[Getoonde tekst]
[overzicht] [activiteiten] [ongeplande activiteiten] [besluiten] [commissies] [geschenken] [kamerleden] [kamerstukdossiers] [open vragen]
[toezeggingen] [stemmingen] [verslagen] [🔍 uitgebreid zoeken] [wat is dit?]

De invoering van het veiligheidsbed in justitiële jeugdinrichtingen

Schriftelijke vragen

Nummer: 2008D15968, datum: 2008-11-14, bijgewerkt: 2024-02-19 10:56, versie: 1

Directe link naar document (.doc), link naar pagina op de Tweede Kamer site.

Gerelateerde personen:

Onderdeel van zaak 2008Z06809:

Onderdeel van activiteiten:

Preview document (🔗 origineel)


2008Z06809 / 2080905270

Vragen van de leden Langkamp en Van Velzen (beiden SP) aan de minister
voor Jeugd en Gezin en de staatssecretaris van Justitie over de
invoering van het veiligheidsbed in justitiële jeugdinrichtingen.
(Ingezonden 14 november 2008)

1

Welke aanleiding ligt ten grondslag aan de tijdelijke regeling
toepassing mechanische middelen jeugdigen in verband met de mogelijkheid
tot gebruik van het veiligheidsbed, zoals gepubliceerd in de
Staatscourant van 10 november 2008? 1) Is het waar dat deze regeling in
werking treedt op 1 januari 2009 en dat hiermee het veiligheidsbed een
juridische basis krijgt? 

2

Is het waar dat het veiligheidsbed reeds drie keer is gebruikt zonder
wettelijke basis en zo ja,  hoe kan dit? 2)

3

Welke instellingen bent u voornemens aan te wijzen waar dit
veiligheidsbed mag worden gebruikt en welke argumenten heeft u specifiek
voor deze instellingen?

4

Bent u voornemens om het gebruik van het veiligheidsbed ook in de
gesloten jeugdzorg instellingen mogelijk te maken? Zo neen, waarom is
het dan nu wel noodzakelijk in de justitiële jeugdinrichtingen?

5

Waaruit blijkt dat juist voor jeugdigen met een civielrechtelijke
maatregel in justitiële jeugdinrichtingen deze ingrijpende maatregel
nodig is?

6

Waarom wordt het veiligheidsbed toegevoegd aan de regeling mechanische
middelen jeugdigen? Wat is de noodzaak van dit zware middel?

[Schriftelijk verzoek]
Beoordeel of elke bewering klopt met de tekst over het veiligheidsbed en antwoord per bewering met ja of nee, gevolgd door de doorslaggevende woorden uit die tekst tussen aanhalingstekens: (a) de vragen zijn ingezonden op 14 november 2008; (b) de vragenstellers zijn leden van de PvdA; (c) de vragen zijn gericht aan de minister van Justitie. De records zijn afzonderlijk materiaal en horen niet bij de tekst.

[Opgeslagen gegevens]
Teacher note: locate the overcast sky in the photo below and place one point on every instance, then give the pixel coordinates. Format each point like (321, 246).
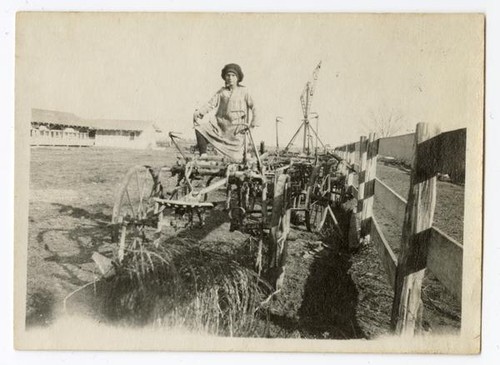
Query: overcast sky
(425, 68)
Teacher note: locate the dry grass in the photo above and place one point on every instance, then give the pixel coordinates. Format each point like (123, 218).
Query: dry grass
(180, 284)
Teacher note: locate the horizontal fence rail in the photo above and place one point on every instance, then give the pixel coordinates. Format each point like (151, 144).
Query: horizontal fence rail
(422, 246)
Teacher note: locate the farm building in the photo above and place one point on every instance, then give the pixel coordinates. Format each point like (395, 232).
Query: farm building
(55, 128)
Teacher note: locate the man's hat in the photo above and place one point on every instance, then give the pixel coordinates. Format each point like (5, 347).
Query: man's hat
(232, 67)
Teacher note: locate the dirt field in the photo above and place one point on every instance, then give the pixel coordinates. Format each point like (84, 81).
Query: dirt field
(329, 293)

[Volledige uitvoer]
(a) Ja: "(Ingezonden 14 november 2008)"
(b) Nee: "(beiden SP)"
(c) Nee: "aan de minister voor Jeugd en Gezin en de staatssecretaris van Justitie"